** START **
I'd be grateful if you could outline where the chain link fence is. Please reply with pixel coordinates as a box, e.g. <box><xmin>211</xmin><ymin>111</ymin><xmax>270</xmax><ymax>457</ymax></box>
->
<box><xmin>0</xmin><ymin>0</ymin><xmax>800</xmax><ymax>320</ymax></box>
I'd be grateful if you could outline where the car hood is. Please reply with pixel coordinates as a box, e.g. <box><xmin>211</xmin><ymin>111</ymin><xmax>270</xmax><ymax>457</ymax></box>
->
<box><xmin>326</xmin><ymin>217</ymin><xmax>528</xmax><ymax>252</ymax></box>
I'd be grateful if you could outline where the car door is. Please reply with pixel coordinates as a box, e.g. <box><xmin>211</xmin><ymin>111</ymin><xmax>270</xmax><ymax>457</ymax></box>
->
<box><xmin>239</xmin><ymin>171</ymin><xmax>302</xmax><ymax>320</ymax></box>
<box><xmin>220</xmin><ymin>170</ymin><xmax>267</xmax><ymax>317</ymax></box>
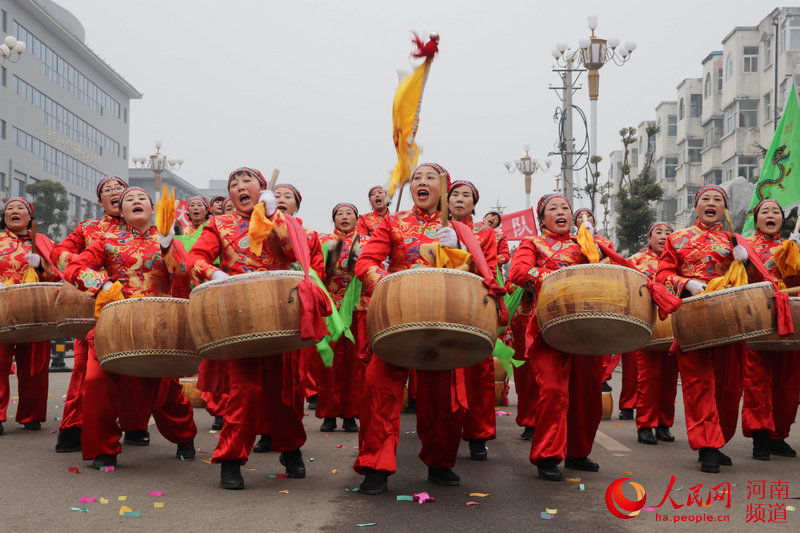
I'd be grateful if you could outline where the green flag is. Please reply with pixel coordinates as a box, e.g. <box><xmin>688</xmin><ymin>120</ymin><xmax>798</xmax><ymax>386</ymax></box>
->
<box><xmin>742</xmin><ymin>85</ymin><xmax>800</xmax><ymax>237</ymax></box>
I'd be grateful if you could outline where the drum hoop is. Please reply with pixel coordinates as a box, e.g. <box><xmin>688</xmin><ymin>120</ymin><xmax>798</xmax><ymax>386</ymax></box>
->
<box><xmin>541</xmin><ymin>263</ymin><xmax>650</xmax><ymax>283</ymax></box>
<box><xmin>97</xmin><ymin>350</ymin><xmax>200</xmax><ymax>362</ymax></box>
<box><xmin>189</xmin><ymin>270</ymin><xmax>305</xmax><ymax>297</ymax></box>
<box><xmin>683</xmin><ymin>281</ymin><xmax>772</xmax><ymax>304</ymax></box>
<box><xmin>370</xmin><ymin>320</ymin><xmax>493</xmax><ymax>344</ymax></box>
<box><xmin>541</xmin><ymin>313</ymin><xmax>653</xmax><ymax>335</ymax></box>
<box><xmin>197</xmin><ymin>329</ymin><xmax>300</xmax><ymax>355</ymax></box>
<box><xmin>680</xmin><ymin>326</ymin><xmax>777</xmax><ymax>352</ymax></box>
<box><xmin>100</xmin><ymin>296</ymin><xmax>189</xmax><ymax>314</ymax></box>
<box><xmin>375</xmin><ymin>267</ymin><xmax>483</xmax><ymax>286</ymax></box>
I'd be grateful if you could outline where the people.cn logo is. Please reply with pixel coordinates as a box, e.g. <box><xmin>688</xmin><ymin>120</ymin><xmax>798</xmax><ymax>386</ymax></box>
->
<box><xmin>606</xmin><ymin>477</ymin><xmax>647</xmax><ymax>519</ymax></box>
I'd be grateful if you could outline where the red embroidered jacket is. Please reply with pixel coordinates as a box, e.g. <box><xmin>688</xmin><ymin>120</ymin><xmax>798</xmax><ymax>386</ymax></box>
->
<box><xmin>320</xmin><ymin>229</ymin><xmax>369</xmax><ymax>311</ymax></box>
<box><xmin>50</xmin><ymin>213</ymin><xmax>125</xmax><ymax>270</ymax></box>
<box><xmin>189</xmin><ymin>210</ymin><xmax>325</xmax><ymax>285</ymax></box>
<box><xmin>356</xmin><ymin>209</ymin><xmax>389</xmax><ymax>239</ymax></box>
<box><xmin>0</xmin><ymin>229</ymin><xmax>59</xmax><ymax>285</ymax></box>
<box><xmin>64</xmin><ymin>225</ymin><xmax>189</xmax><ymax>298</ymax></box>
<box><xmin>631</xmin><ymin>246</ymin><xmax>658</xmax><ymax>279</ymax></box>
<box><xmin>356</xmin><ymin>206</ymin><xmax>497</xmax><ymax>294</ymax></box>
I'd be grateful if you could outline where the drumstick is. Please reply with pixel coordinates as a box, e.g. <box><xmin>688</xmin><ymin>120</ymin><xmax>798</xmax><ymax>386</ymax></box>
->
<box><xmin>267</xmin><ymin>168</ymin><xmax>281</xmax><ymax>190</ymax></box>
<box><xmin>439</xmin><ymin>173</ymin><xmax>450</xmax><ymax>228</ymax></box>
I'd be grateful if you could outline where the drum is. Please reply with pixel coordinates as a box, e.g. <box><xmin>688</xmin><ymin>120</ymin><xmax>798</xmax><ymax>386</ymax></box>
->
<box><xmin>0</xmin><ymin>283</ymin><xmax>61</xmax><ymax>343</ymax></box>
<box><xmin>672</xmin><ymin>281</ymin><xmax>777</xmax><ymax>351</ymax></box>
<box><xmin>367</xmin><ymin>268</ymin><xmax>498</xmax><ymax>370</ymax></box>
<box><xmin>747</xmin><ymin>297</ymin><xmax>800</xmax><ymax>352</ymax></box>
<box><xmin>536</xmin><ymin>264</ymin><xmax>656</xmax><ymax>355</ymax></box>
<box><xmin>56</xmin><ymin>281</ymin><xmax>97</xmax><ymax>339</ymax></box>
<box><xmin>644</xmin><ymin>310</ymin><xmax>675</xmax><ymax>352</ymax></box>
<box><xmin>189</xmin><ymin>270</ymin><xmax>313</xmax><ymax>359</ymax></box>
<box><xmin>95</xmin><ymin>297</ymin><xmax>200</xmax><ymax>378</ymax></box>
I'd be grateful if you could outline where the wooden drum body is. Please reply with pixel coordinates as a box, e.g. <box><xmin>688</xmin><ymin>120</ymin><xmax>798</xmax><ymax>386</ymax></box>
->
<box><xmin>0</xmin><ymin>283</ymin><xmax>61</xmax><ymax>343</ymax></box>
<box><xmin>747</xmin><ymin>297</ymin><xmax>800</xmax><ymax>352</ymax></box>
<box><xmin>672</xmin><ymin>281</ymin><xmax>777</xmax><ymax>351</ymax></box>
<box><xmin>189</xmin><ymin>270</ymin><xmax>313</xmax><ymax>359</ymax></box>
<box><xmin>367</xmin><ymin>268</ymin><xmax>498</xmax><ymax>370</ymax></box>
<box><xmin>95</xmin><ymin>298</ymin><xmax>200</xmax><ymax>378</ymax></box>
<box><xmin>536</xmin><ymin>264</ymin><xmax>657</xmax><ymax>355</ymax></box>
<box><xmin>56</xmin><ymin>281</ymin><xmax>97</xmax><ymax>339</ymax></box>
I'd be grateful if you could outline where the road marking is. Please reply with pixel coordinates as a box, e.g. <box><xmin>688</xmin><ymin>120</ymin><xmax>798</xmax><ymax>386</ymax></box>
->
<box><xmin>594</xmin><ymin>430</ymin><xmax>631</xmax><ymax>452</ymax></box>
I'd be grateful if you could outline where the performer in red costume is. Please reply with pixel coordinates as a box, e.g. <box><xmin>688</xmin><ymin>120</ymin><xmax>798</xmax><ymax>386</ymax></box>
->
<box><xmin>189</xmin><ymin>167</ymin><xmax>324</xmax><ymax>489</ymax></box>
<box><xmin>64</xmin><ymin>187</ymin><xmax>197</xmax><ymax>468</ymax></box>
<box><xmin>447</xmin><ymin>180</ymin><xmax>497</xmax><ymax>461</ymax></box>
<box><xmin>356</xmin><ymin>185</ymin><xmax>389</xmax><ymax>238</ymax></box>
<box><xmin>310</xmin><ymin>203</ymin><xmax>370</xmax><ymax>433</ymax></box>
<box><xmin>0</xmin><ymin>197</ymin><xmax>58</xmax><ymax>435</ymax></box>
<box><xmin>656</xmin><ymin>185</ymin><xmax>760</xmax><ymax>473</ymax></box>
<box><xmin>620</xmin><ymin>222</ymin><xmax>678</xmax><ymax>444</ymax></box>
<box><xmin>509</xmin><ymin>194</ymin><xmax>602</xmax><ymax>481</ymax></box>
<box><xmin>353</xmin><ymin>163</ymin><xmax>496</xmax><ymax>494</ymax></box>
<box><xmin>742</xmin><ymin>199</ymin><xmax>800</xmax><ymax>461</ymax></box>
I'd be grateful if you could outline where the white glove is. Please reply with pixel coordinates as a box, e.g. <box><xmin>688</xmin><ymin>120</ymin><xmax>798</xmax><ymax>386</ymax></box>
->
<box><xmin>258</xmin><ymin>189</ymin><xmax>278</xmax><ymax>217</ymax></box>
<box><xmin>733</xmin><ymin>244</ymin><xmax>749</xmax><ymax>263</ymax></box>
<box><xmin>158</xmin><ymin>228</ymin><xmax>175</xmax><ymax>250</ymax></box>
<box><xmin>436</xmin><ymin>226</ymin><xmax>458</xmax><ymax>248</ymax></box>
<box><xmin>211</xmin><ymin>270</ymin><xmax>230</xmax><ymax>281</ymax></box>
<box><xmin>25</xmin><ymin>254</ymin><xmax>42</xmax><ymax>268</ymax></box>
<box><xmin>686</xmin><ymin>279</ymin><xmax>706</xmax><ymax>296</ymax></box>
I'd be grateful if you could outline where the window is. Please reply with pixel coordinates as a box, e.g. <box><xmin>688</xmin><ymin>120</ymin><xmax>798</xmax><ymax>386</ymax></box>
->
<box><xmin>742</xmin><ymin>46</ymin><xmax>758</xmax><ymax>72</ymax></box>
<box><xmin>689</xmin><ymin>94</ymin><xmax>703</xmax><ymax>118</ymax></box>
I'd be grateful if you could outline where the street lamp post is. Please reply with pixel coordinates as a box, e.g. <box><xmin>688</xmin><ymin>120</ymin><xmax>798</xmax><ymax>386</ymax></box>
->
<box><xmin>552</xmin><ymin>17</ymin><xmax>636</xmax><ymax>170</ymax></box>
<box><xmin>132</xmin><ymin>141</ymin><xmax>183</xmax><ymax>198</ymax></box>
<box><xmin>503</xmin><ymin>144</ymin><xmax>552</xmax><ymax>209</ymax></box>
** END **
The exercise → Collect every line in the records above that contains the string "hoop", and copy each one in full.

Answer to this task →
I'd be grateful if you could outline where the drum hoop is. Please reply with pixel coordinates as a box, e.g. <box><xmin>688</xmin><ymin>120</ymin><xmax>798</xmax><ymax>386</ymax></box>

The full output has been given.